[START Provided information]
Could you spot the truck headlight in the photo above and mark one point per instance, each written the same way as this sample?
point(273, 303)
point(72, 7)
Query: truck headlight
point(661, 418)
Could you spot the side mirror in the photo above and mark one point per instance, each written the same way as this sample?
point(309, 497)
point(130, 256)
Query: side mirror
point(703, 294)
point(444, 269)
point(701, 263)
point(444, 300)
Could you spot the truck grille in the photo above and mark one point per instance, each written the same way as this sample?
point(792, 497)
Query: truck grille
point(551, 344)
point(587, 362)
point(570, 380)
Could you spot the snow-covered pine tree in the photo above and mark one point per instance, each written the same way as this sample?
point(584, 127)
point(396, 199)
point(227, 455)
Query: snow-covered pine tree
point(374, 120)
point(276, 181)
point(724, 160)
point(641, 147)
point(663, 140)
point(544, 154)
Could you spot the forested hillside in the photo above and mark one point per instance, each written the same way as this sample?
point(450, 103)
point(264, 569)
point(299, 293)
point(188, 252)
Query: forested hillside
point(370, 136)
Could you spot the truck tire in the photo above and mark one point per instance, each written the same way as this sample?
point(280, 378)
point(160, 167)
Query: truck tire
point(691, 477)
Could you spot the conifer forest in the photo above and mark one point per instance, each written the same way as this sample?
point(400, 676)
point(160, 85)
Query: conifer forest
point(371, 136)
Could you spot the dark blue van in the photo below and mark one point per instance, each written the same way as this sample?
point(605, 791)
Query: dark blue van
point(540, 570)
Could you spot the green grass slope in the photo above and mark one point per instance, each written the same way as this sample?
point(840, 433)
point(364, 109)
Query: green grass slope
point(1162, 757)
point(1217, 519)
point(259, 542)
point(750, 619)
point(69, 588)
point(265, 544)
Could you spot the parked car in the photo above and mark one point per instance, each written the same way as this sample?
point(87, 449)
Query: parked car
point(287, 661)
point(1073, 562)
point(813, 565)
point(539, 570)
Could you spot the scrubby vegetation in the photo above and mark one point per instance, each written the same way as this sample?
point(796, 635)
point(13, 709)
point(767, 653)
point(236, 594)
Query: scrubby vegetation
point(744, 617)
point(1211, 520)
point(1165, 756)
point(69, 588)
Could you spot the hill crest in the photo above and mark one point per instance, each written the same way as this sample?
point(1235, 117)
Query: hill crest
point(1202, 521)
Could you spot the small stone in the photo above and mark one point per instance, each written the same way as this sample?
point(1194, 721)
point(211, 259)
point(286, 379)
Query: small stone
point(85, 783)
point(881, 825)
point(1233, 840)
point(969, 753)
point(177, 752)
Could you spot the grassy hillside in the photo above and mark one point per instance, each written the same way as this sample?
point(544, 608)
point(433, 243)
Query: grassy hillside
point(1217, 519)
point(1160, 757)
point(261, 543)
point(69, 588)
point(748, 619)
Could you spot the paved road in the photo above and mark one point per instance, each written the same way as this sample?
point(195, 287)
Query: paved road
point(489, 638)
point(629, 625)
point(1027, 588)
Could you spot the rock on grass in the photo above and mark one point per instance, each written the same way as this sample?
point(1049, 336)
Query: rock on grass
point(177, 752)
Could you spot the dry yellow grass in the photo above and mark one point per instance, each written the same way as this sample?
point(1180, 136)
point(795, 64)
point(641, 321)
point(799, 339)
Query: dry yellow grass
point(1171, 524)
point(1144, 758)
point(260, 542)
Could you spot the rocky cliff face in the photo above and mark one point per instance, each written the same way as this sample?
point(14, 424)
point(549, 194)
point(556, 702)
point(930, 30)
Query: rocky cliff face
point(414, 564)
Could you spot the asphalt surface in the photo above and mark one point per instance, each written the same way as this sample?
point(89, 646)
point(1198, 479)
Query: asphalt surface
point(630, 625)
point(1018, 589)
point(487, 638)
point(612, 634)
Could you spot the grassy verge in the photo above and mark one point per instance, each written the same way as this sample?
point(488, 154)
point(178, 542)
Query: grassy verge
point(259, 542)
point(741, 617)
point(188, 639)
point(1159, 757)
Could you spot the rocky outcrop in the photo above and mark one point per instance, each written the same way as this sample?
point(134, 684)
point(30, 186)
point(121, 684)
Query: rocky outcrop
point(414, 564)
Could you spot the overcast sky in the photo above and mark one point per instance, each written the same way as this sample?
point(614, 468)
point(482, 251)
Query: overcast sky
[END Provided information]
| What you are asked to do |
Output the full listing exactly as it stands.

| Reply |
Could you spot the truck headlight in the photo above and mark one point per instance, each written the same way as this sample?
point(273, 303)
point(72, 7)
Query: truck headlight
point(661, 418)
Could you spot the side mirror in the photo above and mark one point per instance, each written the same way as this sample?
point(309, 497)
point(130, 256)
Query: side mirror
point(703, 294)
point(444, 269)
point(701, 263)
point(444, 300)
Could you spot the truck grille in the photo above and mark one point per instance, each written the same way as this sample?
point(792, 497)
Query: truck grille
point(551, 344)
point(587, 362)
point(570, 380)
Could you spot the snow-covered pine tree in the photo above and mark one point per instance, each written the same way as this sample?
point(584, 127)
point(396, 199)
point(227, 455)
Query: snow-covered pine tree
point(374, 120)
point(276, 181)
point(724, 160)
point(641, 147)
point(663, 140)
point(544, 154)
Could you spot the forested hillside in the photo above and mark one point per instance, each written the same way as this sample?
point(450, 103)
point(264, 569)
point(299, 293)
point(188, 252)
Query: forested hillside
point(370, 136)
Could you spot the truck tire in the photo above and mark one point per instance, each written the same way as this sample?
point(280, 378)
point(160, 167)
Query: truck tire
point(691, 477)
Could you spot the conifer forest in the photo above and mark one point per instance, each written the same way as this sample?
point(400, 676)
point(160, 85)
Query: conifer forest
point(371, 136)
Could you spot the dark blue van in the photo below and mark one point per instance, each written the same way as this sample?
point(605, 791)
Query: dark blue van
point(540, 570)
Could you spot the green grass slope in the photo above and mark one point per instance, each written the same way as this sample?
point(840, 433)
point(364, 109)
Query: green grass slope
point(1162, 757)
point(1217, 519)
point(259, 542)
point(750, 619)
point(69, 588)
point(265, 544)
Could you spot the parked car in the photo above and mark one point per instance, each written the same way as this sample?
point(87, 449)
Query: parked car
point(287, 661)
point(1073, 562)
point(813, 565)
point(539, 570)
Could you spot the scrubby vegetation in the photo above and mark one point per instance, each written the same way as this sample?
point(796, 635)
point(13, 709)
point(767, 653)
point(236, 594)
Query: scrubby vegetation
point(744, 617)
point(1211, 520)
point(1165, 756)
point(69, 588)
Could you spot the hill crest in the photo above and mark one point per instance, each written the same way as this sample?
point(1235, 117)
Query: hill crest
point(1202, 521)
Could you spot the small stone in the photo above and mark one point per instance, each written the same way as this sample?
point(1194, 721)
point(211, 259)
point(286, 379)
Query: small stone
point(85, 783)
point(881, 825)
point(1233, 840)
point(969, 753)
point(177, 752)
Could you spot the grassy hillside in the photo above and mark one point per instance, each written the same way as this sample?
point(544, 608)
point(433, 243)
Query: grassy hillside
point(1217, 519)
point(1160, 757)
point(261, 543)
point(69, 588)
point(748, 619)
Could you spot the paved road in the photo above and mark one point per instance, each written the same way as this sample?
point(195, 287)
Query: paved road
point(489, 638)
point(629, 625)
point(1027, 588)
Could you spot the rock on grass in the photo above and mark one point per instance, each written the same way as this sample?
point(1049, 336)
Query: rock on grass
point(177, 752)
Could you spot the dry yellow grass in the photo above and mark one point per instance, each written the same way as this sample?
point(1180, 136)
point(795, 64)
point(641, 321)
point(799, 339)
Query: dry yellow grass
point(1171, 524)
point(1144, 758)
point(260, 542)
Could you spot the rocky cliff face in the photo above and mark one point per instance, each written the same way as this sample?
point(14, 424)
point(549, 194)
point(556, 702)
point(930, 30)
Query: rocky cliff face
point(414, 564)
Could you spot the asphalt surface in the photo above and mark one point per instance, each written the same way as this sample?
point(89, 646)
point(1198, 479)
Query: asphalt surface
point(630, 625)
point(1018, 589)
point(487, 638)
point(612, 634)
Could you spot the grassy verge in the photo above and mark one point per instance, each written the same way as this sample?
point(488, 154)
point(178, 542)
Query: grassy verge
point(259, 542)
point(741, 617)
point(188, 639)
point(1159, 757)
Could you spot the rocky outcrop in the photo above and mark one point per instance, each written the same way as this sample?
point(134, 684)
point(30, 186)
point(121, 684)
Query: rocky outcrop
point(414, 564)
Could you spot the overcast sky in the photo above and mark one point per instance, each written the same way as this sample?
point(614, 468)
point(482, 251)
Query: overcast sky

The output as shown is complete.